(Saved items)
^^^^^^^^^^^^^^^^
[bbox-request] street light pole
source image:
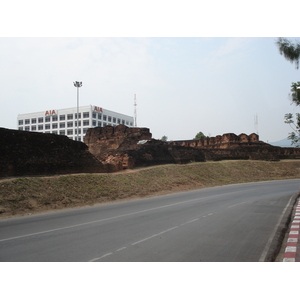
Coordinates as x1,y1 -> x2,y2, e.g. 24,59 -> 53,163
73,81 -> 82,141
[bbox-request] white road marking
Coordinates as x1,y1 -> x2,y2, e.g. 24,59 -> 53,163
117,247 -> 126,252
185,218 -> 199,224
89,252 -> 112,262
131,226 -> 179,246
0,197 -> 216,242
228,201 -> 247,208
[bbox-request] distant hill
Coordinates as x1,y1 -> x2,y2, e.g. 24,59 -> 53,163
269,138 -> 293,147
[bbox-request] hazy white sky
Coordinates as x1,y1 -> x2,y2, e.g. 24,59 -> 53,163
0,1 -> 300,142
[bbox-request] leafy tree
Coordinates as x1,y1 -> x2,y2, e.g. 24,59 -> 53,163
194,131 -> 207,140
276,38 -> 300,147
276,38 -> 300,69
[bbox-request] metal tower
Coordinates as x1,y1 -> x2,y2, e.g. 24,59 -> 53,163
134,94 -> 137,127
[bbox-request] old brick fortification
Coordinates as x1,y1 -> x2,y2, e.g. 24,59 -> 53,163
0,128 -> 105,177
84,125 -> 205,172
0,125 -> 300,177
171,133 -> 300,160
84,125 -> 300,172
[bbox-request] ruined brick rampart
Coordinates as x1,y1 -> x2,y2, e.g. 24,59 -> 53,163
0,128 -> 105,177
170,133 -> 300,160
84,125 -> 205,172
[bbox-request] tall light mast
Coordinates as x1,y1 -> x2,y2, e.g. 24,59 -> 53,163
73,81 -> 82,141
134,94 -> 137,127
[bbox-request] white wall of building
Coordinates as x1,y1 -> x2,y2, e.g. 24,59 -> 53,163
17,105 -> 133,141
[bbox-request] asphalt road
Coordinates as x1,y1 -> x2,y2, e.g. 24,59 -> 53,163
^^^^^^^^^^^^^^^^
### Task goal
Could you recast all the items above as a numbered list, with blank lines dropped and the pictures left out?

### Response
1. [bbox-request] street light pole
2. source image:
3. Coordinates as x1,y1 -> x2,y2, e.g. 24,59 -> 53,163
4. 73,81 -> 82,141
5. [bbox-request] white road marking
6. Coordinates as x1,y1 -> x2,y2, e.g. 24,59 -> 53,163
7. 117,247 -> 126,252
8. 185,218 -> 199,224
9. 89,252 -> 112,262
10. 131,226 -> 179,246
11. 0,197 -> 216,242
12. 228,201 -> 247,208
13. [bbox-request] distant hill
14. Coordinates as x1,y1 -> x2,y2, e.g. 24,59 -> 53,163
15. 269,138 -> 293,147
16. [bbox-request] hazy white sky
17. Coordinates as x1,y1 -> x2,y2, e.g. 24,59 -> 53,163
18. 0,1 -> 300,142
19. [bbox-request] leafy tree
20. Coordinates as x1,y1 -> x2,y2, e.g. 24,59 -> 53,163
21. 194,131 -> 207,140
22. 276,38 -> 300,147
23. 276,38 -> 300,69
24. [bbox-request] metal tower
25. Coordinates as x1,y1 -> x2,y2, e.g. 24,59 -> 53,163
26. 134,94 -> 137,127
27. [bbox-request] old brick fortification
28. Coordinates as x1,y1 -> x2,y2, e.g. 24,59 -> 53,163
29. 0,128 -> 105,177
30. 84,125 -> 205,172
31. 0,125 -> 300,177
32. 171,133 -> 300,160
33. 84,125 -> 300,172
34. [bbox-request] ruined brick rampart
35. Coordinates as x1,y1 -> x2,y2, e.g. 24,59 -> 53,163
36. 0,128 -> 105,177
37. 170,133 -> 300,160
38. 84,125 -> 205,172
39. [bbox-request] tall light mast
40. Coordinates as x1,y1 -> x2,y2, e.g. 24,59 -> 53,163
41. 73,81 -> 82,141
42. 134,94 -> 137,127
43. [bbox-request] white wall of building
44. Coordinates as x1,y1 -> x2,y2, e.g. 24,59 -> 53,163
45. 17,105 -> 133,141
46. [bbox-request] asphalt road
47. Coordinates as x1,y1 -> x2,y2, e.g. 24,59 -> 53,163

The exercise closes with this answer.